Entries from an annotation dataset
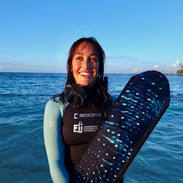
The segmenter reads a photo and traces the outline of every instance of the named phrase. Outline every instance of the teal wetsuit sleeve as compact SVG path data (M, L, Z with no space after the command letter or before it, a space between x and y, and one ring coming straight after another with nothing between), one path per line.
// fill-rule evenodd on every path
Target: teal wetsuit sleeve
M64 144L61 134L60 104L50 100L44 114L44 142L50 174L54 183L68 183L69 175L64 164Z

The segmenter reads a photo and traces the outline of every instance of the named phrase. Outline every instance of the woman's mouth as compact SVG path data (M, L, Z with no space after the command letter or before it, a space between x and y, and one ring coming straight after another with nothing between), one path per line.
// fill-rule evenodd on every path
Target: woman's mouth
M91 76L92 73L91 72L80 72L81 76Z

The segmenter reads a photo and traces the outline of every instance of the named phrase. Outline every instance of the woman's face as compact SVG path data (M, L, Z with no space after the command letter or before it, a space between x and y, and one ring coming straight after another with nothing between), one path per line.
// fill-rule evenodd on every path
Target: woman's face
M81 43L72 59L72 72L76 84L91 87L95 83L99 70L99 57L90 43Z

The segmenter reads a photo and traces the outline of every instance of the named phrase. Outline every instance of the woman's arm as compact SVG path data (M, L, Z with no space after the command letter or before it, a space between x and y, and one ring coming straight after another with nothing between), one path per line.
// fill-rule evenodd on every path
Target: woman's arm
M50 100L45 107L44 141L54 183L68 183L69 176L64 164L64 144L61 134L60 104Z

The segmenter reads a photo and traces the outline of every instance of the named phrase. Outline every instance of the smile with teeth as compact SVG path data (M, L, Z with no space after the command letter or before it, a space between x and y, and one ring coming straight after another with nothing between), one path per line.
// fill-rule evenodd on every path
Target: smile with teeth
M81 76L91 76L92 74L90 72L80 72Z

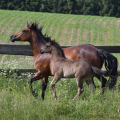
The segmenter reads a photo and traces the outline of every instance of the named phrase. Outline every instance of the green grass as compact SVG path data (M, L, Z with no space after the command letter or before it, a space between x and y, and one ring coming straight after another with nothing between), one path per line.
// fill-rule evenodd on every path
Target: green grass
M39 26L44 26L43 33L47 33L61 45L120 44L119 18L8 10L0 10L0 14L0 43L29 44L11 43L9 38L13 33L26 27L26 22L38 22ZM105 35L106 39L104 39ZM119 54L113 55L119 62ZM34 58L30 56L0 55L0 60L0 68L3 69L34 68ZM97 79L95 79L95 84L98 87L95 92L84 84L83 94L75 101L72 100L77 94L75 79L61 79L56 84L58 100L55 101L50 88L53 78L50 77L43 102L36 100L30 93L27 81L31 75L28 75L28 78L24 75L17 77L16 74L8 78L5 76L6 72L0 73L0 120L120 119L120 114L117 113L120 109L120 78L114 92L106 89L102 98L100 96L101 84ZM40 98L41 81L34 82L33 88Z
M119 120L120 92L118 82L116 90L106 90L104 97L100 96L100 83L96 91L84 84L83 94L75 101L72 99L77 93L75 79L61 79L56 84L58 100L52 96L49 78L45 100L35 99L29 90L28 78L23 76L16 79L16 75L0 78L0 119L1 120ZM41 95L41 81L33 83L34 90Z
M27 42L11 43L9 38L13 33L19 32L26 27L27 22L37 22L39 26L44 27L43 34L47 33L61 45L84 43L93 45L120 44L119 18L9 10L0 10L0 13L0 43L29 44ZM103 26L103 23L105 26ZM19 56L19 59L17 59L18 64L21 62L21 58L23 56ZM119 55L117 55L117 58L119 59ZM12 62L16 59L16 56L0 55L0 59L4 62L9 59L9 62ZM17 67L25 68L26 62ZM33 66L32 63L29 68L33 68Z

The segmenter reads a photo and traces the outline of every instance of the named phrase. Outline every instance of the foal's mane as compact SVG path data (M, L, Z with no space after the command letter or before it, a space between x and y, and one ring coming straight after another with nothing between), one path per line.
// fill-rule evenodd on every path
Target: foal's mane
M31 24L28 24L27 27L29 29L33 29L33 30L37 30L38 33L45 39L46 42L49 42L49 40L51 39L50 37L48 37L48 35L45 33L45 35L43 35L42 33L42 29L43 29L43 26L38 26L38 23L36 22L33 22L32 23L32 27L30 26Z
M51 43L51 45L53 45L53 46L55 46L56 48L58 48L58 49L60 50L62 56L65 57L65 54L64 54L64 52L63 52L63 49L61 48L61 46L60 46L57 42L55 42L55 40L51 40L50 43ZM65 58L66 58L66 57L65 57Z

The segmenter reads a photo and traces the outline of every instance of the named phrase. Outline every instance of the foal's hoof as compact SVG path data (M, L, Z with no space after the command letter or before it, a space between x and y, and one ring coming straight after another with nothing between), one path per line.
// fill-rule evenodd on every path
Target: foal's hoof
M37 99L38 98L38 94L34 93L33 96Z

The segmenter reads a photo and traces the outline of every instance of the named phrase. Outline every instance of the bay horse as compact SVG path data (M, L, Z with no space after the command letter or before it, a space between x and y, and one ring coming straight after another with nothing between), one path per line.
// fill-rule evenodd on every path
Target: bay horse
M89 81L94 76L98 74L100 76L108 76L110 70L103 71L97 67L93 67L87 60L70 60L66 59L64 52L59 44L55 41L48 42L46 46L40 50L41 54L50 53L52 55L50 69L54 78L50 84L53 92L53 97L57 100L55 84L61 78L76 78L78 93L74 97L74 100L77 99L80 94L84 91L83 82Z
M47 87L48 76L53 76L50 71L51 54L40 54L39 50L44 48L50 37L42 34L43 27L38 27L37 23L28 24L27 27L10 36L10 41L28 41L31 45L34 54L34 68L37 73L30 79L31 91L36 97L37 94L32 90L32 82L42 79L42 95L44 100L45 90ZM71 60L85 59L90 62L94 67L102 68L103 63L108 70L111 70L109 88L112 89L115 86L117 80L117 68L118 62L116 57L108 53L105 50L97 49L90 44L77 45L69 48L63 48L66 58ZM101 82L102 88L105 87L107 80L99 75L95 75Z

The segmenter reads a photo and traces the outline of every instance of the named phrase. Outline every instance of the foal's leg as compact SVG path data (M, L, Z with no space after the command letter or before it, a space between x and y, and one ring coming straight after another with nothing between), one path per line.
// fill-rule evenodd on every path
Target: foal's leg
M50 84L52 92L53 92L53 97L55 98L55 100L57 100L56 91L55 91L55 84L58 82L58 80L60 80L60 78L61 78L60 76L55 74L53 81Z
M77 82L77 86L78 86L78 93L74 97L73 100L77 99L80 96L80 94L84 91L84 89L83 89L83 81L82 80L80 81L80 78L76 78L76 82Z
M95 83L93 81L93 77L90 80L87 80L85 82L88 85L88 87L90 87L90 85L92 84L93 89L96 90L96 86L95 86Z
M36 80L39 80L39 79L42 79L42 78L43 78L43 77L42 77L41 73L40 73L40 72L37 72L37 73L28 81L28 83L30 83L31 93L32 93L32 95L33 95L35 98L38 97L38 94L35 93L35 91L33 90L32 82L33 82L33 81L36 81Z
M107 83L107 80L102 76L96 75L96 77L99 79L99 81L102 83L102 94L104 94L105 86Z
M47 83L48 83L48 76L42 79L42 95L41 95L42 100L44 100L45 90L47 88Z

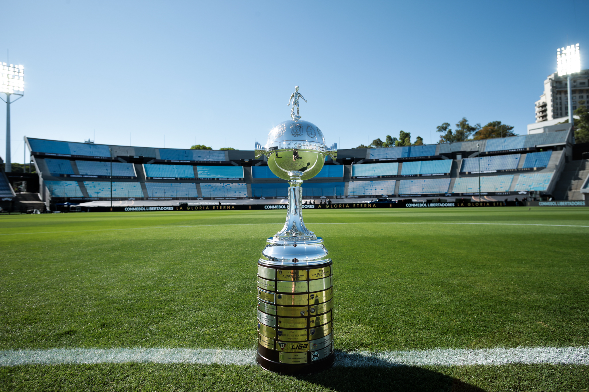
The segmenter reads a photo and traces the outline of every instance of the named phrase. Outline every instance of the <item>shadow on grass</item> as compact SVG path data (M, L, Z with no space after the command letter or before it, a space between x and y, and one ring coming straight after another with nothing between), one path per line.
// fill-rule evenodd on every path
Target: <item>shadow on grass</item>
M345 354L346 359L359 361L363 357L357 354ZM484 390L469 385L458 378L422 367L393 365L388 362L378 363L372 360L369 366L362 367L335 366L320 373L297 376L308 383L330 388L335 391L451 391L452 392L481 392Z

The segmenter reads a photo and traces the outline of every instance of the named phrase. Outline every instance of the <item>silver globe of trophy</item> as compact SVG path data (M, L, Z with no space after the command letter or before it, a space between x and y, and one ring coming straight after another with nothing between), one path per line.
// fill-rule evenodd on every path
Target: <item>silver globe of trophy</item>
M289 100L292 120L273 128L266 146L257 144L255 151L290 185L286 222L268 239L258 260L257 361L291 374L333 363L332 262L323 239L303 222L301 185L319 173L326 156L337 155L316 125L300 119L299 99L305 98L295 89Z

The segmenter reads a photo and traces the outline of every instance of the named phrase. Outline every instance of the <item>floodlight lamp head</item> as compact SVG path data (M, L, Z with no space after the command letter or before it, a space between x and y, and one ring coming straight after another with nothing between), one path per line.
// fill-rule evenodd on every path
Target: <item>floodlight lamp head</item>
M571 45L556 51L557 69L559 76L581 72L579 44Z
M1 66L0 66L0 92L8 95L24 95L25 73L24 66L2 63Z

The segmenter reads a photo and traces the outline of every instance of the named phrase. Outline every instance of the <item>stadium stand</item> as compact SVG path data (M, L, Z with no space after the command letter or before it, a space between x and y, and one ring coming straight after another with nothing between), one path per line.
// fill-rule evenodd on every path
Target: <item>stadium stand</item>
M484 176L481 177L481 192L507 192L511 187L514 180L512 175L503 176ZM478 177L463 177L454 182L452 193L468 193L478 192Z
M428 156L435 155L435 153L436 145L371 148L370 149L369 159L382 159L384 158Z
M197 166L198 177L210 178L243 178L243 166Z
M399 194L445 193L449 186L449 178L401 180Z
M364 163L352 166L352 176L396 176L399 172L399 163Z
M286 182L272 184L252 184L252 196L255 197L286 197L289 185Z
M10 183L4 172L0 172L0 197L12 197L14 195L10 187Z
M54 197L82 197L84 195L76 181L45 181L49 195Z
M193 182L146 182L150 197L198 197L196 184Z
M303 183L303 196L343 196L345 183L342 182Z
M465 158L462 159L461 172L478 172L479 160L481 161L481 171L508 170L517 169L519 163L520 154L509 155L491 155L480 158Z
M49 172L53 175L59 176L60 174L74 174L69 159L45 158L45 163L47 165Z
M114 171L114 170L113 170ZM84 186L91 197L110 197L110 182L84 181ZM143 197L143 191L138 182L112 182L113 197Z
M57 155L83 155L84 156L110 157L108 146L105 145L95 145L90 143L72 143L58 142L43 139L28 138L29 144L33 151Z
M451 168L452 159L403 162L401 175L415 176L419 174L445 174L449 173Z
M386 181L350 181L348 194L350 196L363 195L393 195L395 180Z
M204 197L241 197L247 196L247 185L231 183L201 183Z
M527 167L545 167L550 162L552 151L542 151L541 152L531 152L527 154L525 160L524 161L524 168Z
M45 159L45 162L49 160ZM81 175L92 176L110 176L111 162L98 162L94 160L77 160L78 171ZM125 177L135 177L133 163L112 162L112 175ZM66 174L66 173L64 173Z
M226 160L225 152L217 150L176 150L160 148L160 159L178 160Z
M546 190L554 173L521 174L514 190Z
M194 178L194 170L188 165L144 165L145 177Z

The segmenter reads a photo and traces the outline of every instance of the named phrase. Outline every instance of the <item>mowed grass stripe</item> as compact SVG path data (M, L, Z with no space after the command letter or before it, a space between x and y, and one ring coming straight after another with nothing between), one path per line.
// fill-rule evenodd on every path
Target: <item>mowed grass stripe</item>
M84 232L108 232L124 230L149 230L152 229L179 229L186 227L210 227L224 226L253 226L260 225L277 225L277 223L226 223L224 225L194 225L190 226L161 226L151 227L125 227L122 229L97 229L94 230L75 230L59 232L34 232L31 233L8 233L0 234L0 236L18 236L26 234L58 234L60 233L81 233ZM316 222L310 225L492 225L505 226L538 226L562 227L589 227L589 226L580 225L546 225L543 223L499 223L488 222Z
M54 349L0 351L0 366L98 363L191 363L255 365L253 350ZM508 364L589 365L589 347L434 349L373 353L336 351L334 366L456 366Z

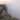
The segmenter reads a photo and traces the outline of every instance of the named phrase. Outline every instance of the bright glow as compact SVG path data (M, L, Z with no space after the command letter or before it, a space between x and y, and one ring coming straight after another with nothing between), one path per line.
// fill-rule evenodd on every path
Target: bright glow
M0 4L6 4L8 3L8 0L0 0Z

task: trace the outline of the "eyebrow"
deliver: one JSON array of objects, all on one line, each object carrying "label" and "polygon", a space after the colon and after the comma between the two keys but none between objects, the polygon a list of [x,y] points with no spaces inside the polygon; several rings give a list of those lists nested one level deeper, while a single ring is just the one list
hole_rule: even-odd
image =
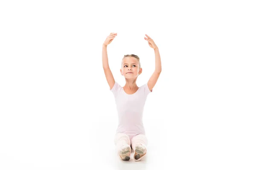
[{"label": "eyebrow", "polygon": [[[131,63],[131,64],[137,64],[136,63]],[[125,64],[127,64],[127,63],[124,63],[124,64],[123,64],[123,65],[124,65]]]}]

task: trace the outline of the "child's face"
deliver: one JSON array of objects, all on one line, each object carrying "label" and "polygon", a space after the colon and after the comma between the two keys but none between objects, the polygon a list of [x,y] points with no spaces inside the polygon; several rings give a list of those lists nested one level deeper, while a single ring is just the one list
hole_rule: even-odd
[{"label": "child's face", "polygon": [[139,62],[136,58],[133,57],[125,57],[122,63],[121,74],[127,78],[137,77],[142,71],[142,69],[139,67]]}]

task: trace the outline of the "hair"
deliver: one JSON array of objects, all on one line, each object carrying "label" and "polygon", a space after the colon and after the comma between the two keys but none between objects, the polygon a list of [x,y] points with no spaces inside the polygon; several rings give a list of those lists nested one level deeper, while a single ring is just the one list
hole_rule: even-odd
[{"label": "hair", "polygon": [[138,60],[138,61],[139,62],[139,64],[140,65],[140,57],[138,56],[137,56],[136,55],[133,54],[125,55],[125,56],[124,56],[124,57],[122,60],[122,60],[123,59],[124,59],[125,57],[134,57],[136,59],[137,59]]}]

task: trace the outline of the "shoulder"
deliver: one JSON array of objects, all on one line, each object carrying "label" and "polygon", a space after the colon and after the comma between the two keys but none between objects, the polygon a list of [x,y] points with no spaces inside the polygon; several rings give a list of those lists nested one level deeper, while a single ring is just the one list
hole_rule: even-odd
[{"label": "shoulder", "polygon": [[153,89],[151,91],[149,90],[147,82],[142,85],[140,88],[142,88],[142,90],[146,94],[152,93],[153,91]]},{"label": "shoulder", "polygon": [[115,84],[112,89],[110,89],[110,90],[112,92],[115,93],[120,91],[122,88],[118,82],[117,82],[116,81],[115,81]]}]

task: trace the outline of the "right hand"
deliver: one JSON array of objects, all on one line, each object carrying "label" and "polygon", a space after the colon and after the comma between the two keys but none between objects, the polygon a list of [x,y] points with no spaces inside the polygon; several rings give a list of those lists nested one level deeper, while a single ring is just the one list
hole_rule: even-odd
[{"label": "right hand", "polygon": [[107,46],[109,44],[110,44],[117,35],[117,33],[114,33],[113,32],[110,33],[109,35],[108,36],[108,37],[106,39],[106,40],[103,43],[103,45]]}]

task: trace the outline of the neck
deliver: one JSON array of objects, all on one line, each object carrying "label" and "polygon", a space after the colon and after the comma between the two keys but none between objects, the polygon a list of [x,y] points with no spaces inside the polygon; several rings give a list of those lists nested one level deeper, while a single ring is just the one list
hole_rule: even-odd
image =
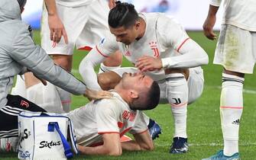
[{"label": "neck", "polygon": [[139,17],[139,21],[141,22],[141,26],[139,27],[139,34],[138,35],[136,40],[140,40],[145,34],[146,31],[146,22],[145,21]]}]

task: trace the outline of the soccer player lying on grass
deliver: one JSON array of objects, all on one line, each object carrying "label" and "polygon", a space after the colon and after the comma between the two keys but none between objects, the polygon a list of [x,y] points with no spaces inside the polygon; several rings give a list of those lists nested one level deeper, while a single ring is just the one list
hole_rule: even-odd
[{"label": "soccer player lying on grass", "polygon": [[[111,92],[112,98],[92,101],[65,114],[73,123],[80,153],[120,155],[122,149],[152,150],[154,144],[140,110],[158,104],[157,83],[140,72],[124,73]],[[120,137],[128,131],[134,140],[121,142]],[[0,150],[15,151],[18,141],[2,139]]]},{"label": "soccer player lying on grass", "polygon": [[[202,65],[206,53],[173,18],[160,13],[138,14],[131,4],[117,2],[109,14],[111,34],[103,38],[79,65],[86,85],[99,89],[94,67],[120,50],[138,69],[160,86],[160,102],[169,104],[173,115],[174,136],[170,153],[188,151],[187,104],[200,97]],[[88,76],[89,75],[89,76]]]}]

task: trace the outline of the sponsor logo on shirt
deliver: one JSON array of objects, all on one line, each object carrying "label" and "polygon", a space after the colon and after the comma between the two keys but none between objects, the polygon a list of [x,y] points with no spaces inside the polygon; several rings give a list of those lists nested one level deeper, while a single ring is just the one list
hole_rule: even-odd
[{"label": "sponsor logo on shirt", "polygon": [[27,158],[28,158],[28,159],[31,158],[31,153],[28,151],[18,150],[18,155],[23,159],[27,159]]},{"label": "sponsor logo on shirt", "polygon": [[100,45],[100,46],[103,45],[104,43],[105,43],[105,38],[102,38],[102,39],[100,40],[100,42],[99,42],[99,45]]},{"label": "sponsor logo on shirt", "polygon": [[131,56],[131,53],[130,51],[128,50],[128,51],[125,53],[125,56]]},{"label": "sponsor logo on shirt", "polygon": [[130,112],[130,111],[128,111],[128,110],[125,110],[123,112],[123,114],[122,114],[122,117],[125,120],[129,120],[129,121],[131,121],[131,122],[132,122],[132,121],[134,120],[135,116],[136,116],[136,114],[135,114],[135,113]]},{"label": "sponsor logo on shirt", "polygon": [[152,42],[150,42],[148,44],[149,44],[151,49],[154,52],[154,56],[158,58],[159,57],[159,50],[158,50],[158,48],[157,48],[157,43],[156,41],[152,41]]},{"label": "sponsor logo on shirt", "polygon": [[24,129],[23,130],[23,132],[20,133],[19,137],[20,137],[20,140],[18,142],[18,144],[21,147],[21,149],[22,148],[21,146],[21,142],[25,139],[28,139],[30,136],[31,135],[31,131],[28,130],[28,129]]},{"label": "sponsor logo on shirt", "polygon": [[41,141],[40,142],[40,149],[43,149],[44,147],[48,147],[49,149],[51,149],[51,147],[53,146],[60,146],[61,142],[60,141],[57,141],[57,142],[53,142],[53,141],[50,141],[50,142],[48,142],[47,141]]},{"label": "sponsor logo on shirt", "polygon": [[24,107],[29,107],[29,104],[28,104],[28,101],[21,100],[21,106]]}]

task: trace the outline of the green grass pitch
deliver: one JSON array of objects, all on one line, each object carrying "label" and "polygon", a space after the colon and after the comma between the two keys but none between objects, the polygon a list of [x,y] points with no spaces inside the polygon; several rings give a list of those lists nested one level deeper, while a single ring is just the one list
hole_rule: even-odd
[{"label": "green grass pitch", "polygon": [[[215,41],[207,40],[203,32],[188,32],[192,39],[196,41],[208,53],[209,64],[203,66],[205,87],[202,97],[188,107],[187,133],[190,144],[188,153],[181,155],[169,154],[173,133],[173,117],[168,104],[159,105],[156,109],[147,111],[147,114],[157,121],[163,129],[163,134],[154,141],[153,152],[124,152],[120,157],[77,155],[80,159],[186,159],[198,160],[209,157],[222,149],[223,142],[219,118],[219,96],[222,67],[212,65]],[[39,43],[39,32],[35,31],[34,39]],[[76,51],[73,58],[73,73],[80,78],[78,66],[86,53]],[[126,60],[123,66],[130,63]],[[253,75],[245,76],[244,85],[245,109],[241,120],[239,151],[241,159],[256,159],[256,77]],[[82,96],[73,97],[73,109],[86,104],[87,100]],[[0,159],[18,159],[17,154],[0,154]]]}]

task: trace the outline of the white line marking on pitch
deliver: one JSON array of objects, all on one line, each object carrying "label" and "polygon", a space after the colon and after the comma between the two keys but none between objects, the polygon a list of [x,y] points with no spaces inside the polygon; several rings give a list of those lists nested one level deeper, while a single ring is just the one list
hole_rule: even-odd
[{"label": "white line marking on pitch", "polygon": [[[159,144],[159,142],[155,143],[157,146],[170,146],[170,144]],[[191,143],[189,144],[190,146],[223,146],[222,143],[217,142],[209,142],[209,143]],[[239,143],[240,146],[256,146],[256,142],[243,142]]]},{"label": "white line marking on pitch", "polygon": [[[78,69],[72,69],[71,72],[73,73],[79,73]],[[219,88],[221,89],[221,86],[215,86],[215,85],[205,85],[205,88]],[[248,93],[248,94],[256,94],[256,91],[255,90],[251,90],[251,89],[243,89],[244,93]]]}]

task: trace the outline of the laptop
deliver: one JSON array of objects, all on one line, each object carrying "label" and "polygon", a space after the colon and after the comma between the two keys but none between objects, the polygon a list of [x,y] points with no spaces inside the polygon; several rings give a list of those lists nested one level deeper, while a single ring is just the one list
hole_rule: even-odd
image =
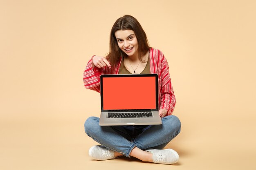
[{"label": "laptop", "polygon": [[155,74],[100,77],[100,126],[162,124]]}]

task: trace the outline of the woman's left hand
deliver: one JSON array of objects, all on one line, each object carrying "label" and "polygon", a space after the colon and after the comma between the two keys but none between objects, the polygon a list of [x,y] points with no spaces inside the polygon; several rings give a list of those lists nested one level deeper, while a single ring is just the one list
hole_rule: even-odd
[{"label": "woman's left hand", "polygon": [[161,108],[159,110],[158,113],[159,113],[159,115],[161,117],[164,117],[164,116],[165,116],[165,115],[166,115],[167,113],[167,110]]}]

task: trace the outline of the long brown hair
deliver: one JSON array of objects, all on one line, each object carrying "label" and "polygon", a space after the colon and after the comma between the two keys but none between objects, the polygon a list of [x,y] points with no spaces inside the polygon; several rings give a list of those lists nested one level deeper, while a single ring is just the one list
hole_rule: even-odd
[{"label": "long brown hair", "polygon": [[109,53],[107,58],[111,66],[116,65],[120,61],[120,57],[123,57],[127,55],[121,50],[117,44],[117,41],[115,33],[118,30],[129,29],[134,31],[138,41],[138,55],[139,60],[142,61],[142,57],[149,50],[147,35],[141,26],[135,18],[126,15],[117,19],[114,24],[110,35]]}]

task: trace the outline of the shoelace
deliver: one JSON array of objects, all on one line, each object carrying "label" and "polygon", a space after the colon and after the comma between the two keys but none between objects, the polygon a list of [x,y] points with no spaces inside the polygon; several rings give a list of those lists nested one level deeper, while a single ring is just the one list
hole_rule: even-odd
[{"label": "shoelace", "polygon": [[110,151],[109,149],[103,149],[101,152],[101,156],[102,157],[110,157]]},{"label": "shoelace", "polygon": [[165,155],[156,155],[156,162],[165,162]]}]

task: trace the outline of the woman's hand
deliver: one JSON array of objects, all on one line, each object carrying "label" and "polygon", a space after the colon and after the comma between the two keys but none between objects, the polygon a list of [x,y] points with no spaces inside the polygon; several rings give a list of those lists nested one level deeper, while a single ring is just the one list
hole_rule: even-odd
[{"label": "woman's hand", "polygon": [[159,113],[159,115],[161,117],[164,117],[164,116],[165,116],[165,115],[166,115],[167,113],[167,110],[163,108],[161,108],[159,110],[158,113]]},{"label": "woman's hand", "polygon": [[108,66],[110,68],[111,68],[111,66],[105,57],[97,55],[95,55],[92,57],[92,68],[94,68],[95,66],[100,68],[106,66]]}]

## Set task:
Recast the lines from the one containing "of the <item>silver" through the one containing "M1 66L0 66L0 92L8 95L24 95L25 73L24 66L2 63Z", inclusive, as a JSON list of strings, one string per line, omitting blank lines.

## The response:
[
  "The segmenter reads a photo and traces the outline of every instance of the named phrase. Outline every instance of the <item>silver globe of trophy</item> as compact SVG path data (M, L, Z with no space after the command letter or before it, a space between x and y, and one ring coming straight after another with nothing between), one path per line.",
  "// fill-rule evenodd on every path",
  "Target: <item>silver globe of trophy</item>",
  "M289 100L292 120L273 128L266 146L257 144L255 151L290 185L286 222L268 239L258 260L257 361L291 374L333 363L332 262L323 239L303 222L301 185L319 173L326 156L337 155L316 125L300 119L299 99L305 98L295 89Z",
  "The segmenter reads a photo and traces the outline of every instance of the named phrase. Outline every instance of the <item>floodlight lamp head</item> as compact SVG path data (M, L, Z with no space after the command letter or before it, a space between x and y, and one ring coming straight after another with nothing between), one path per line.",
  "// fill-rule evenodd on every path",
  "Target: <item>floodlight lamp head</item>",
  "M571 45L556 51L557 69L559 76L581 72L579 44Z",
  "M1 66L0 66L0 92L8 95L24 95L25 73L24 66L2 63Z"
]